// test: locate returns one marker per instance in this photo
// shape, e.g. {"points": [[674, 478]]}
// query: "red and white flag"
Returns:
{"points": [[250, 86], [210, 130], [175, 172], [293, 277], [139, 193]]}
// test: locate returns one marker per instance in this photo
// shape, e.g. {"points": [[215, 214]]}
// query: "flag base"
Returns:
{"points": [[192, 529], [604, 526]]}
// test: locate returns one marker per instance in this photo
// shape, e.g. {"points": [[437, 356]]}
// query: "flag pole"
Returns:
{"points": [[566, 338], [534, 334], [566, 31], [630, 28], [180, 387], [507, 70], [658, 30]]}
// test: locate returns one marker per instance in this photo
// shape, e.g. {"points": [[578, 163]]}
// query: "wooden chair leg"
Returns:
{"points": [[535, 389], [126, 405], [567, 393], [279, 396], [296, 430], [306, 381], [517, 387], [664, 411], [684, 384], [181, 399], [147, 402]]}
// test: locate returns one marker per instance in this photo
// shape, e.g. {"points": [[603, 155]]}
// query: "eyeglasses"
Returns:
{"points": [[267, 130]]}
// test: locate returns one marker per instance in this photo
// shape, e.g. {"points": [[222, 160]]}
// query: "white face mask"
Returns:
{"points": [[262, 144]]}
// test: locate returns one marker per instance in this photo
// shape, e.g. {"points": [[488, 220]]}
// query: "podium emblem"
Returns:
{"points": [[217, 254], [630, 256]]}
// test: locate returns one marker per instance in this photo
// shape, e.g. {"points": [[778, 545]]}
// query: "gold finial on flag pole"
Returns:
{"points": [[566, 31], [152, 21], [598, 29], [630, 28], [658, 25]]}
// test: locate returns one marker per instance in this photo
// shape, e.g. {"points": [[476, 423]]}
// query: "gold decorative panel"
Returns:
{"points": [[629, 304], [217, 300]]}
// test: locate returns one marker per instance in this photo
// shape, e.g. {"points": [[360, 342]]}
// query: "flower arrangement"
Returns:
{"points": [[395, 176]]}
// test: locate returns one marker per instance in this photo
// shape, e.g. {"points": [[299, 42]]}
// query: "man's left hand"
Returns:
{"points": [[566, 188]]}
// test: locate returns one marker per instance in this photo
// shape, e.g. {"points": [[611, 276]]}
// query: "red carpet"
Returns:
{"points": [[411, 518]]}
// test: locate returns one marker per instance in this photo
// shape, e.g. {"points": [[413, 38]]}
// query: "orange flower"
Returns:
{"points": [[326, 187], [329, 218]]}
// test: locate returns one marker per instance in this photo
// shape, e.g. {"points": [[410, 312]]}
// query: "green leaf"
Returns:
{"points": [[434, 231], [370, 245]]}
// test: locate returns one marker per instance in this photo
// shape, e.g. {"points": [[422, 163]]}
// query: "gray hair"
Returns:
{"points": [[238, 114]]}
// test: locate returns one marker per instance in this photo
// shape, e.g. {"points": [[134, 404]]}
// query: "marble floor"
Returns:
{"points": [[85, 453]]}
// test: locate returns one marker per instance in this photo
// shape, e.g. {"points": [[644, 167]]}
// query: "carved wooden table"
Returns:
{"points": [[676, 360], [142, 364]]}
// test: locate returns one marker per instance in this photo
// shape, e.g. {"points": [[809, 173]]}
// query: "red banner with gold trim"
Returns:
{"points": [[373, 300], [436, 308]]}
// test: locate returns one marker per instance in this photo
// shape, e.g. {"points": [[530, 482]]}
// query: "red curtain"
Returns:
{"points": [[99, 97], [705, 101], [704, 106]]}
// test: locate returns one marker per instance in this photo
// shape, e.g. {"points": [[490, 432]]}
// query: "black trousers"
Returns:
________________________
> [Problem details]: Transcribe the material above word for word.

> [Finished task]:
// test: locate returns one marker per instance in this photo
// shape, e.g. {"points": [[674, 478]]}
// query: "red and white flag"
Returns:
{"points": [[250, 86], [210, 130], [175, 172], [293, 277], [139, 193]]}
// test: locate returns one marker per instance in this photo
// shape, e.g. {"points": [[215, 214]]}
// query: "flag base"
Returns:
{"points": [[192, 529], [604, 526]]}
// test: locate returns one marker per instance in this photo
// shape, e.g. {"points": [[437, 356]]}
// query: "flag pole"
Returns:
{"points": [[566, 338], [534, 334], [566, 31], [630, 28], [180, 387], [507, 70], [658, 30]]}
// test: locate returns one marker per instance in this photo
// shape, e.g. {"points": [[578, 163]]}
// query: "wooden chair leg"
Returns:
{"points": [[535, 389], [126, 405], [567, 393], [279, 396], [296, 430], [306, 381], [517, 387], [664, 411], [684, 384], [181, 399], [147, 402]]}
// test: locate returns one marker per instance in this photo
// shape, e.g. {"points": [[603, 155]]}
// query: "eyeglasses"
Returns:
{"points": [[267, 130]]}
// test: locate returns one marker per instance in this photo
// shape, e.g. {"points": [[222, 160]]}
// query: "white face mask"
Returns:
{"points": [[262, 144]]}
// test: locate returns one marker per instance in this photo
// shape, e.g. {"points": [[488, 220]]}
// query: "podium emblem"
Returns:
{"points": [[217, 254], [630, 256]]}
// test: locate returns one marker per instance in this photo
// shape, e.g. {"points": [[778, 545]]}
// query: "gold finial on flag pole"
Returns:
{"points": [[566, 31], [152, 21], [598, 29], [630, 28], [658, 25]]}
// test: locate returns one marker per instance in this photo
// shape, e.g. {"points": [[476, 423]]}
// query: "gold decorative panel"
Returns:
{"points": [[629, 304], [217, 300]]}
// test: locate returns one marker per instance in this photo
// shape, e.g. {"points": [[360, 342]]}
// query: "flower arrangement"
Returns:
{"points": [[395, 176]]}
// test: locate returns one marker per instance in this photo
// shape, e.g. {"points": [[299, 42]]}
// query: "man's left hand"
Returns:
{"points": [[566, 188]]}
// test: locate returns one marker per instance in this photo
// shape, e.g. {"points": [[611, 276]]}
// query: "red carpet"
Returns:
{"points": [[411, 518]]}
// test: locate returns one marker per instance in this photo
// shape, e.g. {"points": [[413, 38]]}
// query: "orange flower"
Returns:
{"points": [[326, 187], [329, 218]]}
// test: locate returns one marker per instance in this photo
// shape, e.g. {"points": [[410, 312]]}
// query: "green leaf"
Returns:
{"points": [[434, 231], [370, 245]]}
// test: locate returns one marker per instance in this photo
// shape, e.g. {"points": [[422, 163]]}
// query: "gray hair"
Returns:
{"points": [[238, 114]]}
// test: locate returns one marker per instance in this photo
// shape, e.g. {"points": [[134, 404]]}
// query: "marble floor"
Returns:
{"points": [[85, 453]]}
// test: locate returns one marker per instance in this photo
// shape, e.g. {"points": [[644, 167]]}
// query: "carved wooden table"
Returns:
{"points": [[676, 360], [142, 364]]}
// test: locate returns one marker per instance in this photo
// shape, e.g. {"points": [[809, 173]]}
// query: "red banner with gold trim"
Returns:
{"points": [[373, 300], [436, 308]]}
// test: locate returns one marker per instance in this photo
// shape, e.g. {"points": [[530, 482]]}
// query: "red curtain"
Returns:
{"points": [[99, 97], [705, 101], [704, 106]]}
// test: locate returns one marker per instance in this photo
// shape, e.g. {"points": [[490, 432]]}
// query: "black trousers"
Returns:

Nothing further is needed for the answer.